<パ・CSファイナルステージ:西武0-7ソフトバンク>◇第3戦◇11日◇メットライフドーム

ため込んだ「悔しさ」の総量は、ソフトバンクの方が大きかったのかもしれない。リーグVの西武を相手にクライマックスシリーズ(CS)ファイナルステージで3連勝。一気に王手をかけた。

初戦から打ち続ける工藤監督の豪胆な機略は、この日も緩まなかった。5点リードの9回無死一、二塁から、先制打を放っていた5番中村晃に2つ目となる送りバントのサインを送り、ダメ押しの2点を追加。「3連勝できるとは思っていなかった。でも、手を緩めることなく、しっかり戦っていきたい」。参謀役の森ヘッドコーチは、快勝にも気を引き締めた。

表示情報 —

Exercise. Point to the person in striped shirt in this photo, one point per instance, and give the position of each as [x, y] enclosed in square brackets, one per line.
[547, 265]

作業内容 —
(a) CS第3戦の記事から、「ため込んだ「悔しさ」の総量は」で始まり「は、快勝にも気を引き締めた。」で終わる部分を一字一句そのまま書き写してください。
(b) CS第3戦の記事の内容を2文でまとめてください。

回答 —
(a)
ため込んだ「悔しさ」の総量は、ソフトバンクの方が大きかったのかもしれない。リーグVの西武を相手にクライマックスシリーズ(CS)ファイナルステージで3連勝。一気に王手をかけた。

初戦から打ち続ける工藤監督の豪胆な機略は、この日も緩まなかった。5点リードの9回無死一、二塁から、先制打を放っていた5番中村晃に2つ目となる送りバントのサインを送り、ダメ押しの2点を追加。「3連勝できるとは思っていなかった。でも、手を緩めることなく、しっかり戦っていきたい」。参謀役の森ヘッドコーチは、快勝にも気を引き締めた。

(b) ソフトバンクはCSファイナルステージ第3戦で、リーグ優勝の西武を7-0で下して3連勝し、王手をかけた。工藤監督は5点リードの9回にも中村晃に送りバントのサインを出してダメ押しの2点を加え、森ヘッドコーチは快勝にも気を引き締めた。